TASK TO CARRY OUT: Reproduce word for word the lines of the material below, from the line containing "the vanity cabinet." through the line containing "[[537, 257]]", with both of those lines included.

LISTING:
........

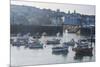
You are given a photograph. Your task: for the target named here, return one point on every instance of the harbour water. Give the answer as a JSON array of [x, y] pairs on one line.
[[26, 56]]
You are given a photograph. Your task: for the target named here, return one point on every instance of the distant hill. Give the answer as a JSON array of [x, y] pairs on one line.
[[27, 15]]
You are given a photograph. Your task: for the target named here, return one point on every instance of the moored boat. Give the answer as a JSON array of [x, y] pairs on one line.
[[53, 41]]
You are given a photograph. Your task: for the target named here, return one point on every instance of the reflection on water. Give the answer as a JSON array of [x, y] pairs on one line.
[[26, 56]]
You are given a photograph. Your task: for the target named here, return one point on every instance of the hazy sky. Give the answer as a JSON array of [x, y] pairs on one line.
[[83, 9]]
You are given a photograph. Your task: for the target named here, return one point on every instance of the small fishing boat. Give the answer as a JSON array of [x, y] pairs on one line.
[[35, 44], [60, 49], [70, 43], [53, 41], [83, 48]]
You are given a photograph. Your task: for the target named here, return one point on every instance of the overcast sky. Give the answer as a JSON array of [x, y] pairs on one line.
[[83, 9]]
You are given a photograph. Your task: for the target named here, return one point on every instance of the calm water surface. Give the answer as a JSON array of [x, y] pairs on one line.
[[26, 56]]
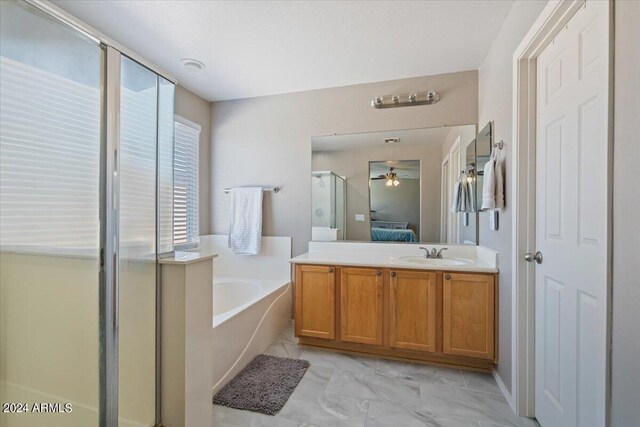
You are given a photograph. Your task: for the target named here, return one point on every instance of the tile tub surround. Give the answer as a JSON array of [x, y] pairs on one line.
[[341, 389], [367, 254]]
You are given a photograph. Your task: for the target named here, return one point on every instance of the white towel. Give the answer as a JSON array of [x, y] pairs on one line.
[[463, 197], [245, 228], [499, 186], [489, 184]]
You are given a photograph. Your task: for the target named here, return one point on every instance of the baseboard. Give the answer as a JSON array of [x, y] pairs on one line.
[[505, 391]]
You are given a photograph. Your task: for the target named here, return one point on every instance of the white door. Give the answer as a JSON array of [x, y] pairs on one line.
[[571, 222], [445, 205]]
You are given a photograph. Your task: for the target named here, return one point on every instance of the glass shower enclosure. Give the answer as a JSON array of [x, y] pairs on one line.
[[328, 199], [84, 132]]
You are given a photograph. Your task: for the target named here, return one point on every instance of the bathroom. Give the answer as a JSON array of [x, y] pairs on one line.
[[188, 185]]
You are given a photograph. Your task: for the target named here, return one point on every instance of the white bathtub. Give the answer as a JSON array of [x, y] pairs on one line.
[[252, 301], [232, 295]]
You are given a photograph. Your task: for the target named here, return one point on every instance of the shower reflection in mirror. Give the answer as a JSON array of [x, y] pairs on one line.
[[393, 186]]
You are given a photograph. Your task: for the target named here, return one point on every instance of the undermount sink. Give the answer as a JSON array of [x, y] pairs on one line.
[[435, 261]]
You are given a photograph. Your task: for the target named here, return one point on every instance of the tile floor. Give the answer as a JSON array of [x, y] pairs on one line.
[[346, 390]]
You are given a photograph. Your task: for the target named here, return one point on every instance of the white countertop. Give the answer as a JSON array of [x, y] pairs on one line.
[[189, 257], [379, 255]]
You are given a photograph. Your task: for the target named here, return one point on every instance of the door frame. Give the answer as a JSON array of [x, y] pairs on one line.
[[553, 18]]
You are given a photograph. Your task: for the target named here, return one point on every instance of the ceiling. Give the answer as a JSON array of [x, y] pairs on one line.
[[263, 48], [408, 137]]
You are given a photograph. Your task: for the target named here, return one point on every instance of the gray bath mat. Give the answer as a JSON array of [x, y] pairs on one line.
[[264, 385]]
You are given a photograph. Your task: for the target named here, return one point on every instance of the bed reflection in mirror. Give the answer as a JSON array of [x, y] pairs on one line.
[[394, 194], [392, 186]]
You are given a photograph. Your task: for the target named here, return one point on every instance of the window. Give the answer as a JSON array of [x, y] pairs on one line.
[[185, 183]]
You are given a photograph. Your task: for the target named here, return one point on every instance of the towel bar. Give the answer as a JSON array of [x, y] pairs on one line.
[[274, 189]]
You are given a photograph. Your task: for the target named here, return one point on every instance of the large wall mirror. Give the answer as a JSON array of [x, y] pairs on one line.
[[395, 186]]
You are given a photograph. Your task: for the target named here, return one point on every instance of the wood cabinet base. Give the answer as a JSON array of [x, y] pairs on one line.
[[408, 355]]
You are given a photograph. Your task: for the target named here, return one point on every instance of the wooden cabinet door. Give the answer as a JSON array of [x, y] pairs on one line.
[[468, 315], [315, 301], [412, 304], [361, 312]]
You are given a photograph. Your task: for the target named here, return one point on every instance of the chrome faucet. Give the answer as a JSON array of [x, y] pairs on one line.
[[433, 253]]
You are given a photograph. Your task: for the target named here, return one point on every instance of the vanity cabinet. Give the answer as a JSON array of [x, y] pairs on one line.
[[412, 309], [361, 311], [468, 315], [315, 309], [426, 315]]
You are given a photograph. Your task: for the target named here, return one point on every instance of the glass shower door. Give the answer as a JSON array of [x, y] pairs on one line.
[[51, 79]]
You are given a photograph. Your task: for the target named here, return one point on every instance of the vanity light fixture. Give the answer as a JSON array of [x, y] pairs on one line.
[[407, 100]]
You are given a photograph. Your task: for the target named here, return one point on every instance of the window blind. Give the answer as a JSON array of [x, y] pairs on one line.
[[49, 160], [185, 183]]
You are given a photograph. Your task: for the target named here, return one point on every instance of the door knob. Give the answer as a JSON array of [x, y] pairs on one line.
[[537, 257]]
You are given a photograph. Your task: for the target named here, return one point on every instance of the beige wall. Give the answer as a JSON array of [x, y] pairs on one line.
[[267, 140], [193, 108], [625, 410], [354, 165], [495, 105]]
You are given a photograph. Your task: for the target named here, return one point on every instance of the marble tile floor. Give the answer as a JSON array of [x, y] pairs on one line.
[[347, 390]]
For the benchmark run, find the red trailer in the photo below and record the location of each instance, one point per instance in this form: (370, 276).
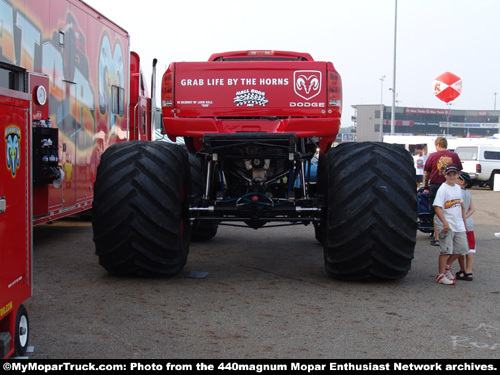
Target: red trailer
(69, 88)
(15, 219)
(93, 95)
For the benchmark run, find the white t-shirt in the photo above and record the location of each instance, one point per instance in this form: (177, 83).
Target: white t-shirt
(449, 198)
(419, 164)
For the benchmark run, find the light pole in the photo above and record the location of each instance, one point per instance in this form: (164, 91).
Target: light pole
(381, 130)
(393, 114)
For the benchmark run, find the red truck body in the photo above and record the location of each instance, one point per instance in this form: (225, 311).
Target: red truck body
(258, 127)
(95, 92)
(254, 91)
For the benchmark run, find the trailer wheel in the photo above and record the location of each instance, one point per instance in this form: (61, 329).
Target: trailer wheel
(140, 210)
(21, 335)
(371, 212)
(201, 230)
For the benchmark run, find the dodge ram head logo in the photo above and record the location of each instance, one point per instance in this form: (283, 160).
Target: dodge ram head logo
(12, 137)
(307, 83)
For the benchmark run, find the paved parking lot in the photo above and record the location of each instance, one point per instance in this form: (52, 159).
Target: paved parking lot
(266, 296)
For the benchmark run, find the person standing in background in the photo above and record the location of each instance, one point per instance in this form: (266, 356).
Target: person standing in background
(419, 167)
(434, 175)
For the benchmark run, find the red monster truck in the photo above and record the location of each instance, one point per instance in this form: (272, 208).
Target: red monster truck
(252, 123)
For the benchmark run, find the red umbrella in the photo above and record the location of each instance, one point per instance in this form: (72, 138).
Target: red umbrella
(447, 87)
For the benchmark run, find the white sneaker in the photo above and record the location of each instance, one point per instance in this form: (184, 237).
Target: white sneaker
(449, 274)
(442, 279)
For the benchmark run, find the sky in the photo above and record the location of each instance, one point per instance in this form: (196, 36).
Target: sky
(357, 36)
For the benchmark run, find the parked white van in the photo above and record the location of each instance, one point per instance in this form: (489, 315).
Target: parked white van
(482, 162)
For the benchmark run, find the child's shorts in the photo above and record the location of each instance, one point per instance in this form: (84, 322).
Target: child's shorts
(472, 242)
(453, 243)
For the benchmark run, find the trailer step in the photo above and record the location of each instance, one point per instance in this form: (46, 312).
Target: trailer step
(5, 339)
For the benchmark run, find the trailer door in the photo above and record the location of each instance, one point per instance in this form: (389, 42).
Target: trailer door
(15, 200)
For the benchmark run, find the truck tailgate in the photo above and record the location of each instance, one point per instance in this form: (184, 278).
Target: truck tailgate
(266, 89)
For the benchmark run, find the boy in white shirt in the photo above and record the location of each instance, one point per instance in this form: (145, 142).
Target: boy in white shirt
(451, 225)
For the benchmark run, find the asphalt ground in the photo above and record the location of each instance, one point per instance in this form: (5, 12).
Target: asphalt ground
(266, 295)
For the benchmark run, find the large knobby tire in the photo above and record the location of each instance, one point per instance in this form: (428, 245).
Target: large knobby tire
(140, 211)
(371, 225)
(201, 230)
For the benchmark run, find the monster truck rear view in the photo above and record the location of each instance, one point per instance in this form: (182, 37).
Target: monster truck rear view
(258, 128)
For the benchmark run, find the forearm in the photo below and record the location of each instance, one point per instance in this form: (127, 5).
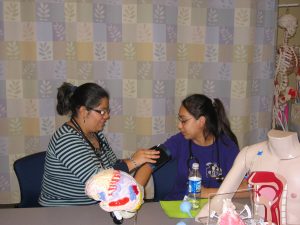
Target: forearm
(143, 174)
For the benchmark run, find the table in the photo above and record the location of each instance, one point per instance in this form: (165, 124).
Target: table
(149, 214)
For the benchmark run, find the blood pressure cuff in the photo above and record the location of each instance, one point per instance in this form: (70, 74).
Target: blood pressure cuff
(121, 165)
(165, 156)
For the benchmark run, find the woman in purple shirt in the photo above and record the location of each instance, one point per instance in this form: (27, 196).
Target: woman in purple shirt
(205, 137)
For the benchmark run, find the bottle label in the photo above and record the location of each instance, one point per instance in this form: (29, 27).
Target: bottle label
(194, 185)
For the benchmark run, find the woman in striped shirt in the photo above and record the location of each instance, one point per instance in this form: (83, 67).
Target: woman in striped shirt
(78, 149)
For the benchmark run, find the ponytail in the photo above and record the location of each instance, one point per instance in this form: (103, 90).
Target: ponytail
(223, 121)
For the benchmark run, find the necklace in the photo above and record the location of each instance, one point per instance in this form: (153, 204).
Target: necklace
(77, 126)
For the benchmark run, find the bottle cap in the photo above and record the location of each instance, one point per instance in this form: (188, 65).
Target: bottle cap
(195, 165)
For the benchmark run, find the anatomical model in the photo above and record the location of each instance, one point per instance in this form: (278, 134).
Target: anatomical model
(272, 168)
(287, 62)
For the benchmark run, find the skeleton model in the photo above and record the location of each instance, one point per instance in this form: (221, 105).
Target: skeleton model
(287, 62)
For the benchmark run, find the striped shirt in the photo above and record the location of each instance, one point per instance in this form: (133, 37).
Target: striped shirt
(70, 162)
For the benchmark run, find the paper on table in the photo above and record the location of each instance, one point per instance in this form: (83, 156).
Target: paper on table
(172, 208)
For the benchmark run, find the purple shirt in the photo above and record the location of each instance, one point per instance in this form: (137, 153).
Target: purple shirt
(222, 153)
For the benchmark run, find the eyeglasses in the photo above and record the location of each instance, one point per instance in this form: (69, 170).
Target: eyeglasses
(182, 120)
(101, 112)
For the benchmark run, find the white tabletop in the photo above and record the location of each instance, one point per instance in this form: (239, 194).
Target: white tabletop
(149, 214)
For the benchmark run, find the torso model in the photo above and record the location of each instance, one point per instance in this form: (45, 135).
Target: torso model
(273, 171)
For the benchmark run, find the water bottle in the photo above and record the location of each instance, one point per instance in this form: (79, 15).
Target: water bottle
(194, 186)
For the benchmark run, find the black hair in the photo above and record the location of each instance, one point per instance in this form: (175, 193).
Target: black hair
(217, 122)
(70, 98)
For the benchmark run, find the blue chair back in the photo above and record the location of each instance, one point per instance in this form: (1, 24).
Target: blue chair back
(164, 179)
(29, 171)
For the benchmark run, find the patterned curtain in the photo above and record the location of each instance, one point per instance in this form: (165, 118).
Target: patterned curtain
(148, 54)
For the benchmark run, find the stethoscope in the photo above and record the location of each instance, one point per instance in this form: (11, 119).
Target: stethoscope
(191, 158)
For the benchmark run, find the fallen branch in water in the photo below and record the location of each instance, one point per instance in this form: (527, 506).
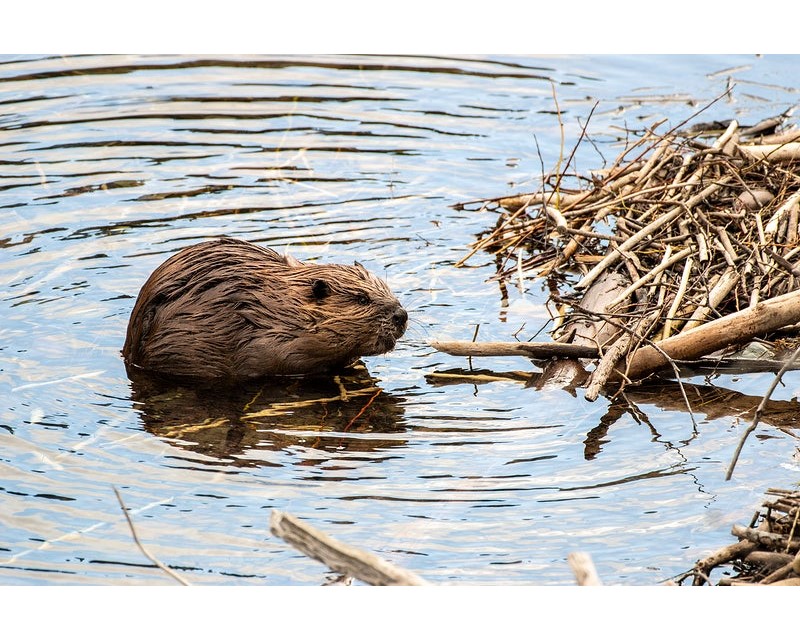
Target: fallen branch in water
(536, 350)
(144, 551)
(760, 411)
(338, 556)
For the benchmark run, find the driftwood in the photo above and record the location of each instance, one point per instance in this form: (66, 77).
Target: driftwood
(766, 317)
(767, 554)
(338, 556)
(535, 350)
(736, 328)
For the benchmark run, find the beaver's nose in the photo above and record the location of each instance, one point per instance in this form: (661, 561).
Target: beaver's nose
(400, 317)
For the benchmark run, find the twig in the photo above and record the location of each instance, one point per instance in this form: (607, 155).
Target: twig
(340, 557)
(144, 551)
(538, 350)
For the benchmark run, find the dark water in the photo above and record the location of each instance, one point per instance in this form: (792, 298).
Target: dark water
(110, 164)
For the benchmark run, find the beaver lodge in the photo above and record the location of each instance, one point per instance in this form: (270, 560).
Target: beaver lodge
(679, 254)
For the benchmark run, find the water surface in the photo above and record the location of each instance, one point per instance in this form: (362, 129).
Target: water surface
(109, 164)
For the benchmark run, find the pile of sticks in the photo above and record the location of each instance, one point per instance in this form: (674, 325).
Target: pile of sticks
(768, 550)
(695, 225)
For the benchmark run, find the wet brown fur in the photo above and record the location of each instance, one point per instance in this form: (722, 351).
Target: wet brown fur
(231, 309)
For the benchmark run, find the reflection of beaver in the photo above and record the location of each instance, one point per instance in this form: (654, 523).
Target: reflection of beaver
(250, 423)
(231, 309)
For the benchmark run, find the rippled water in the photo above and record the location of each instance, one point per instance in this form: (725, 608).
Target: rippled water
(108, 165)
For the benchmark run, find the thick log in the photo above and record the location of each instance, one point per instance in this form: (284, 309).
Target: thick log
(340, 557)
(765, 317)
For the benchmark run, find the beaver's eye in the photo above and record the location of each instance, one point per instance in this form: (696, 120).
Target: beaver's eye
(320, 289)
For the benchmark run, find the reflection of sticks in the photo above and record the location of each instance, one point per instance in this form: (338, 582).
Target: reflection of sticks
(584, 570)
(146, 553)
(340, 557)
(760, 411)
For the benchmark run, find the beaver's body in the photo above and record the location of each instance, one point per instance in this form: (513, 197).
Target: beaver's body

........

SOLUTION TO THIS EXERCISE:
You are given a photograph. Your task: for the target named here, return one point on every instance of the vanity cabinet. Give the answer as a JSON array of [x, y] pairs on one line.
[[412, 309], [361, 311], [468, 315], [315, 309], [426, 315]]
You are given a photograph. Your task: for the target named here, return one point on every instance of the glass shower door. Give the answer as a JSON array of [x, y] pairs on one line.
[[51, 79]]
You are given a photograph. Your task: for the target named here, return one point on every instance of the vanity light fixture. Give the answer as a JSON array of [x, y] pairs on one line.
[[407, 100]]
You are given a photograph. Your task: for the target named here, return one point on every instance of the window blind. Give the answer as a JSON array of [x, y] pairs on one line.
[[49, 160], [185, 183]]
You are given a photograph. Your task: for the target named here, return one point on every instance of the door knob. Give the answer as a JSON array of [x, y] pairs on one line.
[[537, 257]]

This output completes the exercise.